Problem to solve: Would you copy out the following entries exactly, without any of the pictures?

[Natural-language object grounding data]

>>>>>

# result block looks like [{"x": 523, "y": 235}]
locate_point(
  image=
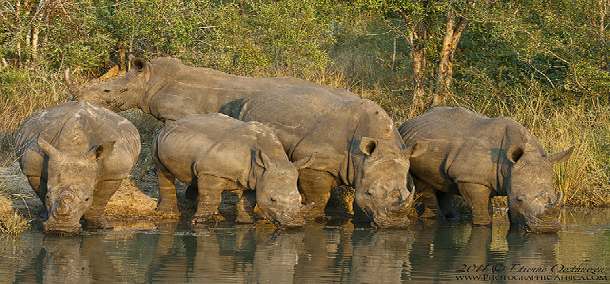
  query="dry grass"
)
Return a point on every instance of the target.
[
  {"x": 22, "y": 92},
  {"x": 11, "y": 223}
]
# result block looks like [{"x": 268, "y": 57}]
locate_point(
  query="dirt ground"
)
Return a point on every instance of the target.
[{"x": 129, "y": 202}]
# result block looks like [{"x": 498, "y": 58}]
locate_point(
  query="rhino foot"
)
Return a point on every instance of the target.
[
  {"x": 168, "y": 210},
  {"x": 207, "y": 219},
  {"x": 97, "y": 223}
]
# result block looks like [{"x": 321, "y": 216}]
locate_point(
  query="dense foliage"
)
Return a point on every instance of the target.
[{"x": 536, "y": 61}]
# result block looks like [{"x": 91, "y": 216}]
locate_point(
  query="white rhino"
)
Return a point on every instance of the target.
[
  {"x": 217, "y": 153},
  {"x": 75, "y": 156},
  {"x": 355, "y": 141},
  {"x": 479, "y": 157}
]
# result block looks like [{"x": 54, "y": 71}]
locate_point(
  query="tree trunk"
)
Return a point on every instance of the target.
[
  {"x": 418, "y": 58},
  {"x": 34, "y": 42},
  {"x": 122, "y": 57},
  {"x": 453, "y": 32},
  {"x": 416, "y": 39}
]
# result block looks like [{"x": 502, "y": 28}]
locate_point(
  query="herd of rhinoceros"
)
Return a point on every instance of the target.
[{"x": 287, "y": 140}]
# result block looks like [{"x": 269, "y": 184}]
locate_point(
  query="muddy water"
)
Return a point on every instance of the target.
[{"x": 175, "y": 253}]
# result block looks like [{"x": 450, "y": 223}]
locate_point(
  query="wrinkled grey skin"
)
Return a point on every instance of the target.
[
  {"x": 354, "y": 140},
  {"x": 479, "y": 157},
  {"x": 75, "y": 156},
  {"x": 217, "y": 153}
]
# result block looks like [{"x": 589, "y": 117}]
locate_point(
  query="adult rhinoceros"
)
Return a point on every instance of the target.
[
  {"x": 479, "y": 157},
  {"x": 75, "y": 156},
  {"x": 354, "y": 140}
]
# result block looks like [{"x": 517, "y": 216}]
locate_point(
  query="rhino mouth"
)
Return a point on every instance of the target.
[
  {"x": 284, "y": 220},
  {"x": 63, "y": 229},
  {"x": 546, "y": 223},
  {"x": 53, "y": 226}
]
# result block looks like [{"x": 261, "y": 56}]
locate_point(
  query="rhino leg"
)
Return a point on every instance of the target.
[
  {"x": 245, "y": 207},
  {"x": 209, "y": 199},
  {"x": 315, "y": 187},
  {"x": 427, "y": 196},
  {"x": 168, "y": 203},
  {"x": 103, "y": 192},
  {"x": 478, "y": 198}
]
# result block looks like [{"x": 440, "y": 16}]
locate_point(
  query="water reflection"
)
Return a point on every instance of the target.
[{"x": 179, "y": 253}]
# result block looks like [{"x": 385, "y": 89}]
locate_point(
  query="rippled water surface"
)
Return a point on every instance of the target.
[{"x": 173, "y": 253}]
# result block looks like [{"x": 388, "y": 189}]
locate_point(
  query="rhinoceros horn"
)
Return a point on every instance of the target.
[{"x": 71, "y": 86}]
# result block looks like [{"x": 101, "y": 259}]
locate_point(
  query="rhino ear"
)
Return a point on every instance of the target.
[
  {"x": 101, "y": 151},
  {"x": 368, "y": 145},
  {"x": 263, "y": 160},
  {"x": 561, "y": 156},
  {"x": 47, "y": 148},
  {"x": 416, "y": 149},
  {"x": 303, "y": 163},
  {"x": 514, "y": 153}
]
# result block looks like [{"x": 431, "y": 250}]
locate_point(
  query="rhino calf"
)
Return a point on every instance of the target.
[
  {"x": 75, "y": 156},
  {"x": 216, "y": 153},
  {"x": 479, "y": 157}
]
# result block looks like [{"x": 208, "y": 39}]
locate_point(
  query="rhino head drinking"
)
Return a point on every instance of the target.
[
  {"x": 533, "y": 202},
  {"x": 71, "y": 180},
  {"x": 276, "y": 196},
  {"x": 381, "y": 181}
]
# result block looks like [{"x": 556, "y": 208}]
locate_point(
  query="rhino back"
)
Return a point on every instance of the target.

<<<<<

Written answer:
# result block looks like [{"x": 523, "y": 235}]
locate_point(
  image=
  query="dry grass"
)
Return a point on every instance of the target.
[
  {"x": 22, "y": 92},
  {"x": 11, "y": 223}
]
# result block looks like [{"x": 268, "y": 57}]
locate_point(
  query="dirt ground"
)
Return a point on every instance of the target.
[{"x": 129, "y": 202}]
# result block looks like [{"x": 498, "y": 58}]
locate_point(
  query="rhino foot"
)
Return a point on every instance of the target.
[
  {"x": 168, "y": 210},
  {"x": 207, "y": 219},
  {"x": 97, "y": 223}
]
# result block looks like [{"x": 321, "y": 216}]
locate_point(
  query="dense foliage"
)
Return a point on every instance of the target.
[{"x": 536, "y": 61}]
# result block looks like [{"x": 91, "y": 216}]
locate_point(
  query="white rhino"
)
Return a point on every instance of the target.
[
  {"x": 217, "y": 153},
  {"x": 75, "y": 156},
  {"x": 355, "y": 141},
  {"x": 479, "y": 157}
]
# result block looks like [{"x": 54, "y": 71}]
locate_point(
  query="tree trunk"
)
Return a point on every instance of the target.
[
  {"x": 418, "y": 58},
  {"x": 34, "y": 42},
  {"x": 122, "y": 57},
  {"x": 453, "y": 32},
  {"x": 416, "y": 39}
]
# result block looks like [{"x": 502, "y": 28}]
locate_point(
  query="herd of rhinoceros"
)
Return a point on every instance of the target.
[{"x": 287, "y": 140}]
# result block looks like [{"x": 269, "y": 184}]
locate_point(
  query="muddy water"
)
Return a point on every instance of the target.
[{"x": 175, "y": 253}]
# result block looks like [{"x": 450, "y": 223}]
locate_point(
  query="wrinkled grey skin"
)
Return a point on every instance of the target.
[
  {"x": 354, "y": 140},
  {"x": 479, "y": 157},
  {"x": 75, "y": 156},
  {"x": 217, "y": 153}
]
# result block looks like [{"x": 589, "y": 117}]
locate_point(
  query="adult rhinoceros"
)
Return a point on every instance of the target.
[
  {"x": 479, "y": 157},
  {"x": 75, "y": 156},
  {"x": 354, "y": 140}
]
# result block looks like [{"x": 517, "y": 216}]
locate_point(
  query="rhino mouth"
)
Return a point on every instance of the target.
[
  {"x": 284, "y": 220},
  {"x": 63, "y": 229},
  {"x": 546, "y": 223},
  {"x": 53, "y": 226}
]
# result block looks like [{"x": 261, "y": 56}]
locate_point(
  query="rhino leg"
)
Return a point on every instance of the target.
[
  {"x": 245, "y": 207},
  {"x": 209, "y": 199},
  {"x": 315, "y": 187},
  {"x": 427, "y": 196},
  {"x": 168, "y": 203},
  {"x": 103, "y": 192},
  {"x": 478, "y": 198}
]
# result block looks like [{"x": 440, "y": 16}]
locate_point(
  query="water reflection"
)
Return a point on every instance of the target.
[{"x": 179, "y": 253}]
# result block looks like [{"x": 385, "y": 89}]
locate_point(
  query="rippled water surface"
)
Return a point on every instance of the target.
[{"x": 173, "y": 253}]
# result block looks like [{"x": 388, "y": 189}]
locate_point(
  query="rhinoceros horn"
)
Return a point on every instance of the target.
[{"x": 71, "y": 86}]
# result block looks like [{"x": 101, "y": 259}]
locate_point(
  query="rhino ear"
)
Return a point on every instance of the target.
[
  {"x": 101, "y": 151},
  {"x": 368, "y": 145},
  {"x": 263, "y": 160},
  {"x": 561, "y": 156},
  {"x": 47, "y": 148},
  {"x": 416, "y": 149},
  {"x": 303, "y": 163},
  {"x": 514, "y": 153}
]
# result block looks like [{"x": 431, "y": 250}]
locate_point(
  query="rhino calf"
)
Return a point on every instance of the target.
[
  {"x": 75, "y": 156},
  {"x": 216, "y": 153},
  {"x": 479, "y": 157}
]
# result block looks like [{"x": 208, "y": 39}]
locate_point(
  query="rhino head drinking"
)
Return a point on every instance of the target.
[
  {"x": 533, "y": 202},
  {"x": 71, "y": 180},
  {"x": 276, "y": 196},
  {"x": 381, "y": 181}
]
# result block looks like [{"x": 556, "y": 208}]
locate_point(
  query="rhino back"
)
Return a point on every instance of the target.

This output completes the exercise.